Niestety już drugiego dnia funkcjonowania Szybkiej Kolei Miejskiej, podczas przejazdu gości, biorących udział w briefie prasowym z okazji uruchomienia SKM-ki, w tym marszałka województwa Adama Struzika oraz prezydenta stolicy Rafała Trzaskowskiego, okazało się, że kolej jest sparaliżowana. Przyczyniły się do tego prowadzone remonty infrastruktury oraz dodatkowe połączenia w postaci SKM-ki. W efekcie tego po kilku dniach od uruchomienia nowych połączeń, wdrożono cięcia w rozkładach SKM-ek, które zresztą są systematycznie modyfikowane.
Nowoczesne, czyste i punktualne
Mimo perturbacji samorządy powiatu piaseczyńskiego, których mieszkańcy mogą korzystać z Szybkiej Kolei Miejskiej, chwalą sobie to rozwiązanie. – Uruchomienie Szybkiej Kolei Miejskiej stanowiło niewątpliwie wartość dodaną dla naszych Mieszkańców, zwłaszcza w kontekście możliwości podróżowania w ramach Biletu Metropolitalnego. Przystanek kolejowy w Nowej Iwicznej obsługiwany jest przez dwie linie SKM. Linia S4 na trasie Piaseczno – Zegrze Płd. kursuje z częstotliwością co ok. 60 minut, natomiast linia S 40 aktualnie kursująca na trasie Piaseczno – Rakowiec kursuje z częstotliwością jeden pociąg co ok. 60 minut w szczycie, natomiast w pozostałych godzinach 120 minut i więcej tylko w dni powszednie – mówi Agnieszka Adamus z Urzędu Gminy Lesznowola. – Pasażerowie z satysfakcją potwierdzają, że pociągi odjeżdżają punktualnie. Podkreślają również nowoczesność, komfort jazdy i czystość w pojazdach. Duże znaczenie ma także zmniejszenie emisji spalin poprzez rezygnację z dojazdów samochodami – podkreśla.
· · · · ·
_Zadania do wykonania_
a: Odpowiedz na podstawie tekstu o Szybkiej Kolei Miejskiej na trzy pytania:
(i) Którego dnia funkcjonowania SKM okazało się, że kolej jest sparaliżowana?
(ii) Na jakiej trasie kursuje linia S4?
(iii) Co pasażerowie potwierdzają z satysfakcją według Agnieszki Adamus?
b: Dopisz dalszy ciąg tekstu o Szybkiej Kolei Miejskiej w powiecie piaseczyńskim, zaczynając od miejsca, w którym się kończy.
Wykaz zamieszczony dalej to osobny materiał, niezwiązany z tekstem o Szybkiej Kolei Miejskiej.

_Wycinek zbioru danych_
· · · · ·
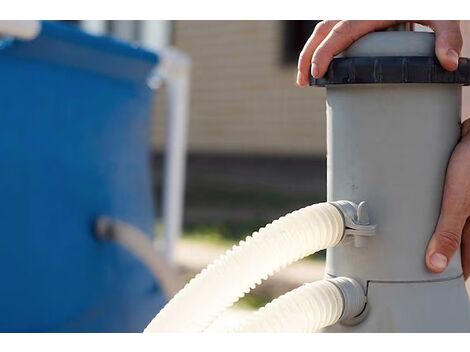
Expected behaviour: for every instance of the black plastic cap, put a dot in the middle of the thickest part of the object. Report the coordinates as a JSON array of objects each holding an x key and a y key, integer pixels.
[{"x": 392, "y": 69}]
· · · · ·
_Odpowiedzi do zadań_
a:
(i) Drugiego dnia funkcjonowania.
(ii) Na trasie Piaseczno – Zegrze Płd.
(iii) Pasażerowie potwierdzają, że pociągi odjeżdżają punktualnie.

b:
Na uruchomienie SKM-ki od lat czekała gmina Piaseczno. – Bardzo się cieszymy, że już od roku nasi mieszkańcy mogą korzystać z połączeń SKM między Piasecznem a Warszawą a nawet dojeżdżać nad Zalew Zegrzyński. Oczywiście tę radość nieco psują przedłużające się remonty infrastruktury kolejowej przez co na razie pasażerowie nie mogą korzystać z w pełni funkcjonalnych połączeń – mówi burmistrz Daniel Putkiewicz. – Mam nadzieję, że sytuacja ulegnie znaczącej poprawie już w czerwcu, kiedy ma się zakończyć przebudowa układu torowego przy stacji Warszawa Zachodnia, co powinno ułatwić przesiadkę i skrócić czas dotarcia do centrum Warszawy.
Lepiej po remoncie
Po cięciach w rozkładach częstotliwość kursowania pociągów SKM-ki zdaniem niektórych pasażerów nie jest wystarczająca. Jak podkreślają, konieczne jest też jej doprowadzenie do centrum Warszawy. Jednak jak informował w ostatnich dniach burmistrz Piaseczna, nie jest to wciąż możliwe. – Przedłużenie SKM do stacji Śródmieście na razie nie jest możliwe, ale od czerwca, kiedy zakończy się remont trakcji, pociągi wrócą na pierwotną trasę z możliwością przesiadki na Okęciu – przekazał.
Ewentualne zwiększenie liczby kursów SKM-ki oznaczało by zwiększenie wydatków na ten cel. Obecnie gmina Piaseczno na połączenia kolejowe wydaje blisko 6 mln zł, z czego prawie 3 mln zł to koszt SKM-ki. – Przy obecnej częstotliwości połączeń kolejowych, obejmujących SKM i KM, nie widzimy potrzeby zwiększenia częstotliwości kursowania SKM i ponoszenia większych kosztów – podkreśla miasto.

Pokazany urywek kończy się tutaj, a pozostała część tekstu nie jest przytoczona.